** Begin Document **
Part 1
Historical and Methodological Prolegomena
Document 1
“Inaugural Address: The Vital Principle of College Education”
Editor’s Introduction
Faith and College Education
After John Williamson Nevin and Philip Schaff in turn declined offers for the position of President of Franklin and Marshall College, in 1854 the school’s Board of Trustees selected Emanuel Gerhart as its leader. At the time, Gerhart was still serving as Professor of Theology at a seminary in Tiffin, Ohio, and though he expressed reservations, he agreed to return to Lancaster, Pennsylvania. Some historians have speculated on the potential advantages of his decision given his Midwestern location during the Mercersburg conflict in the East. Regardless, the trustees’ selection was likely based on Gerhart’s reputation for talents and abilities “beyond most of his contemporaries.” In accepting his appointment as president, Gerhart remarked: “Whatever I am, intellectually, morally, or spiritually, I owe, next to my parents, to this College.” As its first president (1855–1866), he is remembered for his many personal sacrifices in support of the school, especially during the Civil War and in terms of fundraising for the college’s first buildings.
Gerhart’s inauguration took place on July 24, 1855. The day’s events included an introductory talk by Rev. Samuel Bowman about the value of a rigorous and religious education. This was followed Gerhart’s address on “The Vital Principle of Education,” in which he presented his educational agenda. In the nineteenth century, the function of inaugural addresses was for newly hired administrators or professors to express their visions and guiding principles, and Gerhart took full advantage of his opportunity. The primary purpose of this address was to convey his vision for an educational approach that emphasized faith without completely rejecting a human-centered education. Even though Gerhart adopted certain German philosophical ideas for his views regarding education, his overall approach to the topic sharply contrasted with the existing German university model, which Wilhelm von Humboldt described as “live for science.” By contrast, Gerhart believed in faith as a fundamental facet of education.
Gerhart’s statement reveals how his views on college-level education were informed by his Mercersburg theological training. While two of the essential college education principles he described (worldly affairs and the second human consciousness) could be viewed as standing outside of religion, he identified “a positive faith in Jesus Christ” as the most vital principle. As a mediating theologian, Gerhart believed that the foundations of intellectual development must be constructed on the person of Christ, who in his view represented the basis of all realities and the vitality of “literature, philosophy and religion.” In stressing this principle as essential for education, Gerhart clearly rejected a dualist worldview, and by making these a priori claims, he introduced his American audience to a discourse traceable to idealism.
** End Document **
** Begin Data shown **
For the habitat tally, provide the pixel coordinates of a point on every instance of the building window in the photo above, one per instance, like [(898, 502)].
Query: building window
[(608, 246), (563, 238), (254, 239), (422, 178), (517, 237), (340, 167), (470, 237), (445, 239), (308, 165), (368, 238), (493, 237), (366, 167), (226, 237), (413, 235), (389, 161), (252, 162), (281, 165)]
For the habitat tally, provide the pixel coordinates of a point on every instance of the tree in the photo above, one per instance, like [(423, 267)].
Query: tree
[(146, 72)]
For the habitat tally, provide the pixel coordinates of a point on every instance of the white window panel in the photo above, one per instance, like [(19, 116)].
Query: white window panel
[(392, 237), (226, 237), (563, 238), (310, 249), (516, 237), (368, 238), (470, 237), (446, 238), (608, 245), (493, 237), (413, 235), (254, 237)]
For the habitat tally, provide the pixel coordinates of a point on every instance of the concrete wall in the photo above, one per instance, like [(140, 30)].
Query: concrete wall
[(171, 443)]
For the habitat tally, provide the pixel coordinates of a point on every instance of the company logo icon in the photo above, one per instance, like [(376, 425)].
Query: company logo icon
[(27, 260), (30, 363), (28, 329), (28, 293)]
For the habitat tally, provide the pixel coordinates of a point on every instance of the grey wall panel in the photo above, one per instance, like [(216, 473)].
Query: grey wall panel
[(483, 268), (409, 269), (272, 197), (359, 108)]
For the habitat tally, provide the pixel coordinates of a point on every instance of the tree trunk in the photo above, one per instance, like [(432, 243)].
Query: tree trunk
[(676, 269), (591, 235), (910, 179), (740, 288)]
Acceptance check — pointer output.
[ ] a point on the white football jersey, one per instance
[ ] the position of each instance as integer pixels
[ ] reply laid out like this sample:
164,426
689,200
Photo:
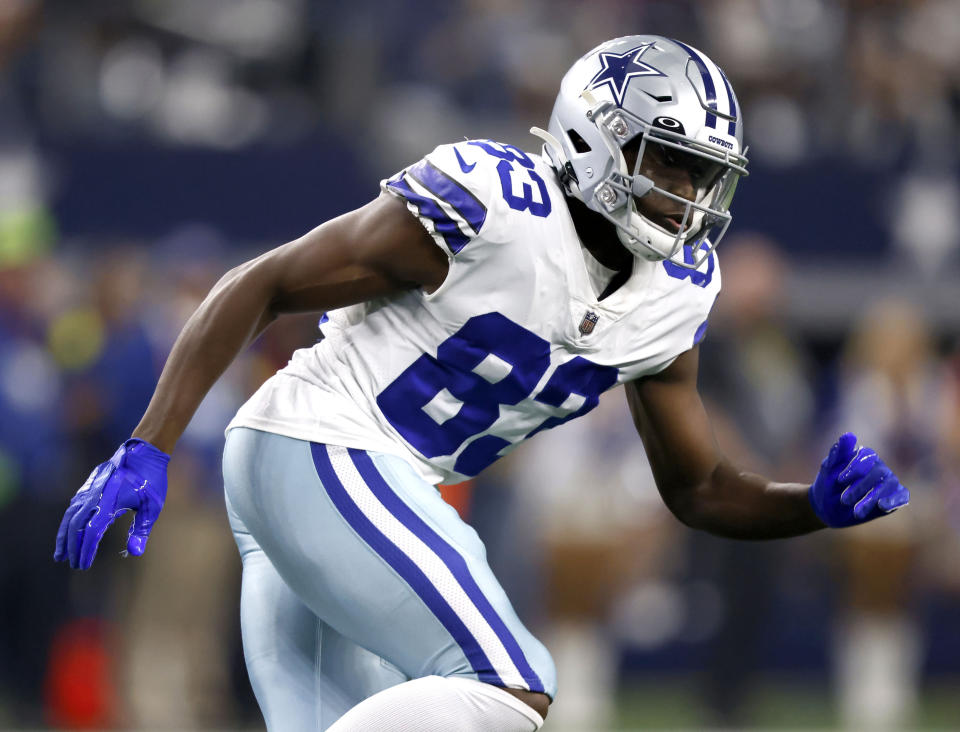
** End Data shown **
- _Set exercise 1_: According to the introduction on Emanuel Gerhart, on what date did his inauguration take place?
- _Set exercise 2_: Carry the introduction on Gerhart's inaugural address forward from its final sentence.
The records are separate material that has no connection to the text about Emanuel Gerhart.

- _Expected answer 1_: July 24, 1855.

- _Expected answer 2_:
Gerhart rejected common sense philosophy as a starting point for education—perhaps a reaction to what he observed in nineteenth-century American culture. Thanks to his teacher Frederick Rauch, he was familiar with the European education system and therefore aware of alternative forms to the US model. Over the course of his life, he injected some features of German idealism into his vision for education, and expressed agreement with the idea that all sources of knowledge must be derived from a single principle. While not mentioning any specific source, Gerhart apparently shared the German idealist philosopher’s Friedrich Schelling’s (1775–1854) belief that “only one principle govern[s] all reality.” A key concern for Gerhart was applying a single guiding principle to education, and he accepted a Christocentric theology as the most suitable. During a period in which rejection of faith became a dominant presupposition in nineteenth-century German academic circles, Gerhart made every effort to maintain an interior association between the person of Jesus Christ and all scientific disciplines. While he acknowledged value in other academic systems, he argued that they were only truly profitable if guided by a Christocentric principle.
It is easy to see how Gerhart’s preoccupation with Christian education influenced his attempts to reconcile science and religion. In this respect, he agreed with German and Princeton Seminary peers who reluctantly considered the relationship between science and religion in terms of conflict. In his inaugural address, we see how Gerhart tried to promote both science and religion. By advocating a bridge between the two, he could still defend an a priori Christocentric scheme by arguing that in Christ, “every branch of Science complete[s] itself.”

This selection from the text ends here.